**Region pointing data:**
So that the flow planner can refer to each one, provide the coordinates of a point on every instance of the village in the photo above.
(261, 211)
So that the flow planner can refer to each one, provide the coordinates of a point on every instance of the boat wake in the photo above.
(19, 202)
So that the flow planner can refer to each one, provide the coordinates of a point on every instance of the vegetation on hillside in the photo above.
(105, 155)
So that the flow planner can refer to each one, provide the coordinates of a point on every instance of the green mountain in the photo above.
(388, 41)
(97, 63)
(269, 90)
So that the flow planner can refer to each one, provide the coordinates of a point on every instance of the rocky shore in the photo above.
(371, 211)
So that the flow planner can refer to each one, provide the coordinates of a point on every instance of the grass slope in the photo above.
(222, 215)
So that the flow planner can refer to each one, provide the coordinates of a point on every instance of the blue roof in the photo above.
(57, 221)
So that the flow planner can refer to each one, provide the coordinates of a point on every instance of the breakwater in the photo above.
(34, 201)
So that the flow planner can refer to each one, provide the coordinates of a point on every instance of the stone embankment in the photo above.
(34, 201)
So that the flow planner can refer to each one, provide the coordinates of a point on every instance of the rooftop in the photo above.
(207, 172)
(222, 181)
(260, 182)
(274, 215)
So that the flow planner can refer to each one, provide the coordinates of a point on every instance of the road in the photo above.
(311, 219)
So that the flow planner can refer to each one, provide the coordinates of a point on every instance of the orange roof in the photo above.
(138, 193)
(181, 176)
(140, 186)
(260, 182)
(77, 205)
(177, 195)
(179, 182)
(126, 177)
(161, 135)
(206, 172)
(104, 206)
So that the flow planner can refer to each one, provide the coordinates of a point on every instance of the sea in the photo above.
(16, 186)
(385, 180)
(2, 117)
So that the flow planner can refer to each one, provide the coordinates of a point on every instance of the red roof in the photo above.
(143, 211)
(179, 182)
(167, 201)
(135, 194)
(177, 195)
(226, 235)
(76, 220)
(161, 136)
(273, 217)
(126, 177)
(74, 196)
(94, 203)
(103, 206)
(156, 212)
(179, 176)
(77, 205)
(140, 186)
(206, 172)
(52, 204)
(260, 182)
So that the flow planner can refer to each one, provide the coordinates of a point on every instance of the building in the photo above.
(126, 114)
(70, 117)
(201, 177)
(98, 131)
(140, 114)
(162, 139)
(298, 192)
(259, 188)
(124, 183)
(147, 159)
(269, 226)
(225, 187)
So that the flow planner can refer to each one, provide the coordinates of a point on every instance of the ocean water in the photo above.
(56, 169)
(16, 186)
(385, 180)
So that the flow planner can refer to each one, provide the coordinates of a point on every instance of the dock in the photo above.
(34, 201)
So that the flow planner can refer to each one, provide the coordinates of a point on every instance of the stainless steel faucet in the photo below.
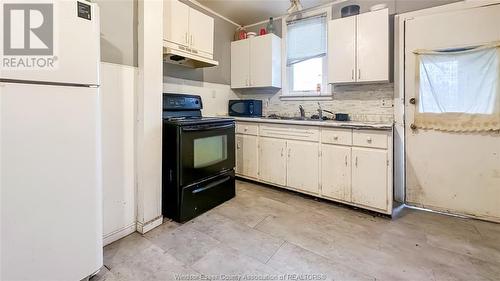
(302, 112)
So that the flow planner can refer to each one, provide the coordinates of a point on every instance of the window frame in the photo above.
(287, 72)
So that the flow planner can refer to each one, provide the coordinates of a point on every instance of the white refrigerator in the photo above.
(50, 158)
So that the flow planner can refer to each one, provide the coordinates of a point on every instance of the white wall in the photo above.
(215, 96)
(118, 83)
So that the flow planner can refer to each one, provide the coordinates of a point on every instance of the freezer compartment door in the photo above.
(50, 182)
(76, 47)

==

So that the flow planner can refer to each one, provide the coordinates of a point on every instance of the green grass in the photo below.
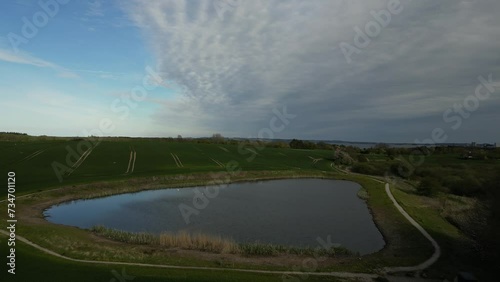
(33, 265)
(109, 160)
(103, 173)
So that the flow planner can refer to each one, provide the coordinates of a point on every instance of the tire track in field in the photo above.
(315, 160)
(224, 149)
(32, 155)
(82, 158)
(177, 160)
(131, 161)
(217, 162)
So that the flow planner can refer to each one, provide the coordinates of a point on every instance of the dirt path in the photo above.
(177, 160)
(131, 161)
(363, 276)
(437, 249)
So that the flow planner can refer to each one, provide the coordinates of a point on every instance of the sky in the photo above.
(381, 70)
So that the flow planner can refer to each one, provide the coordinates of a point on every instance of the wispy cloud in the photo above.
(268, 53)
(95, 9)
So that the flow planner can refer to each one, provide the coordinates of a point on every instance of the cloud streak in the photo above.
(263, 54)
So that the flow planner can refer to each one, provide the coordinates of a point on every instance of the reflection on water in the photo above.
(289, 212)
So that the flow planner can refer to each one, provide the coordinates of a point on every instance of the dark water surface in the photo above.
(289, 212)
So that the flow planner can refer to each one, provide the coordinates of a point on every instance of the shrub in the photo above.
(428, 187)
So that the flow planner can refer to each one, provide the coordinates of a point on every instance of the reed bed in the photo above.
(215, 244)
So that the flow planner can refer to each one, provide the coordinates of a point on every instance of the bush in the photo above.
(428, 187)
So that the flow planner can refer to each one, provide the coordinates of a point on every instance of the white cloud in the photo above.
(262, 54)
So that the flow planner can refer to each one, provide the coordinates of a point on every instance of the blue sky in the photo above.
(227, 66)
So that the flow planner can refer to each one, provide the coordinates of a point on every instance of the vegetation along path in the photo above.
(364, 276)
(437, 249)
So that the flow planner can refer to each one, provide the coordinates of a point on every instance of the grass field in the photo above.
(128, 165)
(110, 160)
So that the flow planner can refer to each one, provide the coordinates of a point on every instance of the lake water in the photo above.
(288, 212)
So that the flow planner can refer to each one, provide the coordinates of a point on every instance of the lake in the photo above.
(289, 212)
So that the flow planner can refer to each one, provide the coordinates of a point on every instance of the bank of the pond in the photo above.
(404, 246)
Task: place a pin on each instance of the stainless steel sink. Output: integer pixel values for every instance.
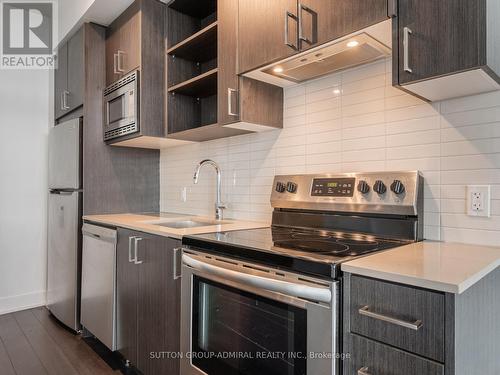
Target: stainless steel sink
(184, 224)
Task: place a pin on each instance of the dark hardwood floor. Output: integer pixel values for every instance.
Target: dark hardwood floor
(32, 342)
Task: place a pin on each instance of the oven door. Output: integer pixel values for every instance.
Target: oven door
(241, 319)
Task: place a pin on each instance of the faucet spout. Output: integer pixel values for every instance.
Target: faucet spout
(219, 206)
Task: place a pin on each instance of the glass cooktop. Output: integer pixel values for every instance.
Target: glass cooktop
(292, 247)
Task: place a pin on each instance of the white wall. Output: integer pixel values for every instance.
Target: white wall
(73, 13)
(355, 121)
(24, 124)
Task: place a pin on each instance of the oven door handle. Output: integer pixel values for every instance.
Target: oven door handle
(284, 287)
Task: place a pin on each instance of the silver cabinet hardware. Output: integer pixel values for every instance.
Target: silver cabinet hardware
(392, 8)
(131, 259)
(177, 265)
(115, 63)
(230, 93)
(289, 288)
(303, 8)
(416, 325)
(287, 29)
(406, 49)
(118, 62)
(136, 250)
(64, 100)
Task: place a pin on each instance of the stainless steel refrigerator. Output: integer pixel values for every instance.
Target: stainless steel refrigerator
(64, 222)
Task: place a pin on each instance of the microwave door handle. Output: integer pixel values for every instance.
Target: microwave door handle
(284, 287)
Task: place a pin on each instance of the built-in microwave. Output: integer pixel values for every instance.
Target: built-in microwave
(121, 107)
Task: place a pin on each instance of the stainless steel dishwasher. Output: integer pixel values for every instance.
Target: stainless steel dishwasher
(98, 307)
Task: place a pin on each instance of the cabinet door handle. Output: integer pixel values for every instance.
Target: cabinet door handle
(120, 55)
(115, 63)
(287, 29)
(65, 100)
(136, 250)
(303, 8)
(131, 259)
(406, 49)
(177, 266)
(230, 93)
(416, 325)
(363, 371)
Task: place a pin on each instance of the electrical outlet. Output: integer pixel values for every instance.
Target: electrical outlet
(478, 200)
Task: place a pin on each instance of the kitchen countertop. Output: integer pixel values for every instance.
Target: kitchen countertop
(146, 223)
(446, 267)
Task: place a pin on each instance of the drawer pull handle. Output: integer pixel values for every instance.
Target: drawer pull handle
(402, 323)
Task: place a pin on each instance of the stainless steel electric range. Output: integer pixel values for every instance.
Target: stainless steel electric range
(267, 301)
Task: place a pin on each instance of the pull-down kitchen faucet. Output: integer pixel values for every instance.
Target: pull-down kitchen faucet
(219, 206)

**Exercise objective:**
From the records above, transcribe without alteration every line from the one with "Target: silver cabinet hardware" to the one with "refrigerator. Output: integer pixel values for every instance.", inclusive.

**Exercise solution:**
Target: silver cabinet hardware
(392, 8)
(131, 259)
(177, 265)
(115, 63)
(230, 93)
(289, 288)
(303, 8)
(416, 325)
(287, 29)
(406, 49)
(118, 62)
(136, 250)
(64, 100)
Task: place a pin on each instance of the stainless steel refrigerator. Output: integer pixel values for every instance.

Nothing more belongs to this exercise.